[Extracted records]
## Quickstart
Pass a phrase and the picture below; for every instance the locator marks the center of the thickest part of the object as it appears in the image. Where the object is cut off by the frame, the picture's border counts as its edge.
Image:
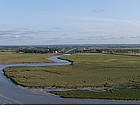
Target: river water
(11, 94)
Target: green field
(14, 58)
(88, 70)
(121, 94)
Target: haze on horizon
(40, 22)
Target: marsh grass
(121, 94)
(87, 70)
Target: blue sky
(41, 22)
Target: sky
(44, 22)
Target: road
(11, 94)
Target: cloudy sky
(41, 22)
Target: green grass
(88, 70)
(14, 58)
(121, 94)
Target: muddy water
(12, 94)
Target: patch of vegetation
(88, 70)
(14, 58)
(120, 94)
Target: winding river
(11, 94)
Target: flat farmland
(15, 58)
(87, 70)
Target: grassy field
(13, 57)
(121, 94)
(88, 70)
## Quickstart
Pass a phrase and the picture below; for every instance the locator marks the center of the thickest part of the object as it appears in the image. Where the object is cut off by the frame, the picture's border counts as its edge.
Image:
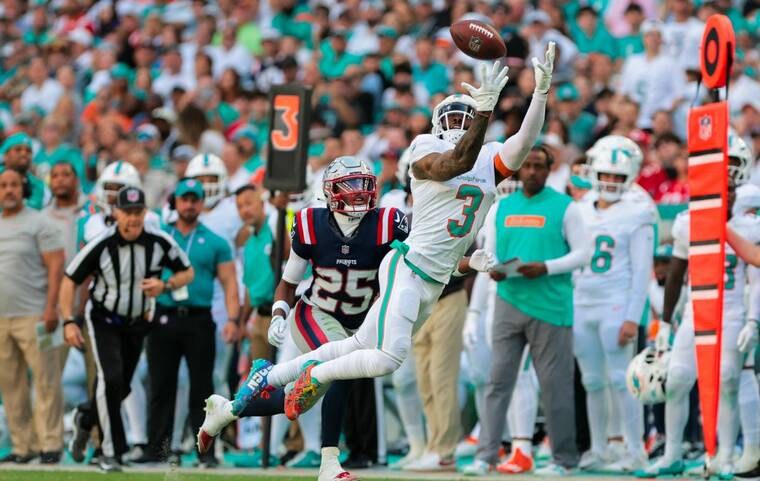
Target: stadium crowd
(171, 98)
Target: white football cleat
(628, 464)
(330, 469)
(218, 416)
(412, 456)
(478, 467)
(432, 462)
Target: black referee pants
(116, 347)
(176, 333)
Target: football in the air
(478, 40)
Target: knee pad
(617, 380)
(593, 381)
(680, 379)
(385, 363)
(398, 349)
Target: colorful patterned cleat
(256, 384)
(518, 463)
(661, 469)
(306, 392)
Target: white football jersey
(735, 276)
(608, 277)
(446, 216)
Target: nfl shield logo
(705, 127)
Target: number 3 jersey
(608, 277)
(344, 269)
(447, 215)
(735, 278)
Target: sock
(524, 445)
(275, 404)
(333, 410)
(311, 422)
(410, 410)
(676, 417)
(614, 417)
(728, 420)
(280, 426)
(749, 406)
(286, 372)
(596, 402)
(633, 421)
(363, 363)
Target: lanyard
(190, 240)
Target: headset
(26, 187)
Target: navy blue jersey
(345, 268)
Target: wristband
(282, 305)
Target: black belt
(101, 313)
(184, 311)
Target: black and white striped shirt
(120, 266)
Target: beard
(189, 217)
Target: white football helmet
(738, 149)
(209, 165)
(450, 117)
(646, 375)
(349, 187)
(618, 155)
(119, 173)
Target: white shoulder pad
(747, 226)
(426, 144)
(640, 213)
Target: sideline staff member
(125, 261)
(184, 326)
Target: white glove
(543, 71)
(748, 336)
(482, 261)
(492, 82)
(470, 331)
(662, 341)
(277, 329)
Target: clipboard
(509, 268)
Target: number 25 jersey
(448, 215)
(344, 281)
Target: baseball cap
(130, 198)
(183, 152)
(19, 138)
(538, 16)
(386, 31)
(567, 92)
(651, 26)
(189, 186)
(147, 132)
(245, 132)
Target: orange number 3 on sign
(286, 137)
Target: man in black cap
(125, 261)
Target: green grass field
(167, 476)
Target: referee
(125, 261)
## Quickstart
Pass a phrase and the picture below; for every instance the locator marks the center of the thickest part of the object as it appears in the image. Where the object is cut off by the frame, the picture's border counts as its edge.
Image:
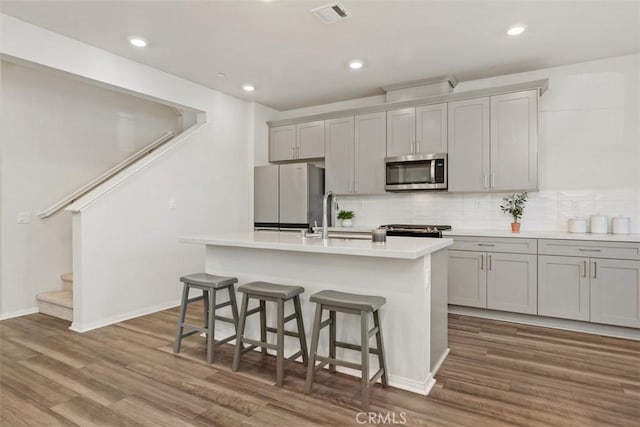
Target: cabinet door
(469, 145)
(294, 193)
(401, 132)
(339, 146)
(615, 296)
(467, 278)
(282, 143)
(563, 287)
(512, 282)
(431, 129)
(310, 138)
(370, 146)
(514, 141)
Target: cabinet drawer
(495, 244)
(618, 250)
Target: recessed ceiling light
(137, 41)
(516, 30)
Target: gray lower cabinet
(563, 287)
(615, 291)
(467, 279)
(494, 280)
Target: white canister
(621, 225)
(599, 224)
(578, 225)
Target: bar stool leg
(234, 308)
(379, 343)
(332, 340)
(364, 332)
(211, 322)
(263, 325)
(240, 334)
(280, 345)
(301, 334)
(181, 316)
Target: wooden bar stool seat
(209, 284)
(265, 291)
(361, 305)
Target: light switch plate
(24, 217)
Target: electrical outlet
(24, 217)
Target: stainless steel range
(415, 230)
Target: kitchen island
(411, 273)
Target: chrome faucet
(325, 216)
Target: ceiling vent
(331, 13)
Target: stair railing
(58, 206)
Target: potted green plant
(346, 218)
(513, 204)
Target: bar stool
(360, 305)
(264, 291)
(209, 284)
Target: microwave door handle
(433, 171)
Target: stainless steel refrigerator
(287, 197)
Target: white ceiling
(294, 60)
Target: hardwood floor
(126, 375)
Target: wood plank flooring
(497, 374)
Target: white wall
(589, 156)
(58, 134)
(130, 261)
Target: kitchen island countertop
(395, 247)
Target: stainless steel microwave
(416, 172)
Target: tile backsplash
(544, 211)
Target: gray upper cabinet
(419, 130)
(493, 143)
(339, 160)
(469, 145)
(369, 152)
(514, 141)
(282, 143)
(431, 129)
(297, 142)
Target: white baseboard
(549, 322)
(18, 313)
(76, 326)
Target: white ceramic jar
(621, 225)
(578, 225)
(599, 224)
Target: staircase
(58, 303)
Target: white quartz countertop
(395, 247)
(545, 235)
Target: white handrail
(58, 206)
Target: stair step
(57, 304)
(67, 281)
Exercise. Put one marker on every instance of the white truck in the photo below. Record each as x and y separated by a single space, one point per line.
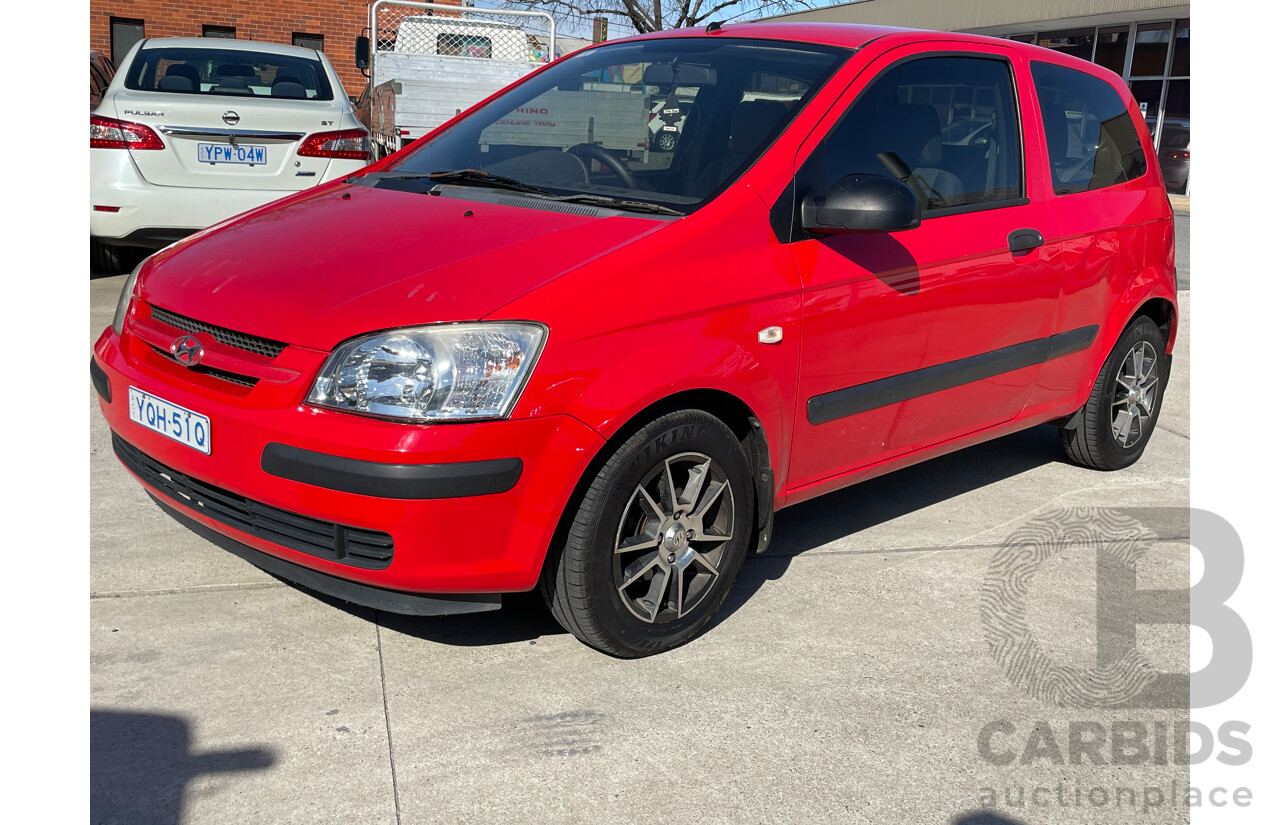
428 62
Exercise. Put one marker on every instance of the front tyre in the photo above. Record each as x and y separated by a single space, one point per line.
1116 422
657 540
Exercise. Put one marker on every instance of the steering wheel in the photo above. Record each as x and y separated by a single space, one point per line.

**Task item**
A precise repetition of every entry, free of pictures, is the expected answer.

**Result below**
## Quickstart
Pass a phrase and the picture below; for every instance the locator marks the center of the thickest part of the object as it appears in the image. Where the object is cut off by the frame, the picture's border counts as its edge.
Image:
Target: river water
(11, 94)
Target: green field
(14, 58)
(88, 70)
(121, 94)
Target: haze on horizon
(40, 22)
Target: marsh grass
(121, 94)
(87, 70)
Target: blue sky
(41, 22)
Target: sky
(44, 22)
Target: road
(11, 94)
Target: cloudy sky
(41, 22)
Target: green grass
(88, 70)
(14, 58)
(121, 94)
Target: muddy water
(12, 94)
Target: patch of vegetation
(88, 70)
(14, 58)
(120, 94)
Target: winding river
(11, 94)
Target: flat farmland
(15, 58)
(87, 70)
Target: grassy field
(13, 57)
(121, 94)
(88, 70)
## Quickstart
Pass a phrase and the picture below; for every instance the locator marks the center of the thickest part of the object as it appears in the image. Where the object is cut off by the frame, the picture's border counts as its edge.
Image:
Target: stadium crowd
(171, 98)
Target: white football cleat
(628, 464)
(330, 469)
(218, 416)
(412, 456)
(478, 467)
(432, 462)
Target: black referee pants
(116, 347)
(176, 333)
Target: football in the air
(478, 40)
Target: knee pad
(617, 380)
(593, 381)
(680, 379)
(385, 363)
(398, 349)
Target: colorful patterned cleat
(256, 384)
(518, 463)
(661, 469)
(306, 392)
Target: white football jersey
(735, 276)
(608, 277)
(446, 216)
Target: nfl shield logo
(705, 127)
Target: number 3 jersey
(608, 277)
(344, 269)
(447, 215)
(735, 278)
Target: sock
(524, 445)
(275, 404)
(333, 410)
(311, 422)
(410, 410)
(676, 417)
(614, 417)
(728, 420)
(280, 426)
(749, 406)
(286, 372)
(596, 402)
(633, 421)
(363, 363)
Target: lanyard
(190, 240)
Target: headset
(26, 187)
Target: navy blue jersey
(345, 268)
Target: wristband
(282, 305)
Target: black belt
(101, 313)
(184, 311)
Target: black and white striped shirt
(120, 266)
Target: beard
(189, 217)
Target: white football helmet
(738, 149)
(209, 165)
(450, 117)
(646, 375)
(349, 187)
(618, 155)
(119, 173)
Target: white shoulder pad
(747, 226)
(426, 144)
(640, 213)
Target: sideline staff member
(125, 261)
(184, 326)
Target: white glove
(543, 71)
(748, 336)
(482, 261)
(492, 82)
(470, 331)
(662, 341)
(277, 329)
Target: clipboard
(509, 268)
Target: number 25 jersey
(448, 215)
(344, 281)
Target: baseball cap
(130, 198)
(183, 152)
(19, 138)
(538, 16)
(386, 31)
(567, 92)
(651, 26)
(189, 186)
(147, 132)
(245, 132)
Target: orange number 3 on sign
(286, 137)
Target: man in black cap
(125, 261)
Target: green grass field
(167, 476)
Target: referee
(125, 261)
## Quickstart
Pass a phrase and the picture below; for every instance the locator marks the center of the thickest part of the object as it appears in the image. Where the object is cut off by the frame, the picture's border counts as its edge.
Image:
Target: cabinet door
(469, 145)
(294, 193)
(401, 132)
(339, 146)
(615, 296)
(467, 278)
(282, 143)
(563, 287)
(512, 282)
(431, 129)
(310, 138)
(370, 146)
(514, 141)
Target: cabinet drawer
(495, 244)
(618, 250)
Target: recessed ceiling light
(137, 41)
(516, 30)
Target: gray lower cabinet
(563, 287)
(615, 291)
(467, 279)
(494, 280)
Target: white canister
(621, 225)
(599, 224)
(578, 225)
Target: bar stool leg
(234, 308)
(379, 343)
(332, 340)
(364, 332)
(211, 322)
(263, 325)
(240, 334)
(280, 345)
(301, 334)
(181, 316)
Target: wooden bar stool seat
(209, 284)
(265, 291)
(361, 305)
Target: light switch plate
(24, 217)
Target: electrical outlet
(24, 217)
Target: stainless steel range
(415, 230)
Target: kitchen island
(411, 273)
Target: chrome faucet
(325, 216)
Target: ceiling vent
(331, 13)
Target: stair railing
(58, 206)
Target: potted green plant
(346, 218)
(513, 204)
Target: bar stool
(360, 305)
(264, 291)
(209, 284)
Target: microwave door handle
(433, 171)
Target: stainless steel refrigerator
(287, 197)
Target: white ceiling
(294, 60)
Target: hardwood floor
(126, 375)
Target: wood plank flooring
(497, 374)
Target: white wall
(589, 156)
(58, 134)
(130, 261)
Target: kitchen island countertop
(395, 247)
Target: stainless steel microwave
(416, 172)
Target: tile backsplash
(544, 211)
Target: gray upper cabinet
(419, 130)
(493, 143)
(339, 160)
(469, 145)
(369, 152)
(514, 141)
(282, 143)
(431, 129)
(297, 142)
Target: white baseboard
(549, 322)
(18, 313)
(76, 326)
Target: white ceramic jar
(621, 225)
(578, 225)
(599, 224)
Target: staircase
(58, 303)
Target: white quartz countertop
(395, 247)
(545, 235)
Target: white handrail
(58, 206)
Target: stair step
(57, 304)
(67, 281)
Exercise. Put one marker on every instance of the white truck in the photo below. Record each as x and y separated by a single space, one point per line.
428 62
Exercise. Put one marker on every instance of the front tyre in the photo above. Record each as x and y separated by a single space, one point per line.
1116 422
657 540
Exercise. Put one marker on every instance of the steering wheel in the photo above. Record each as x and y separated by a single space, one point per line.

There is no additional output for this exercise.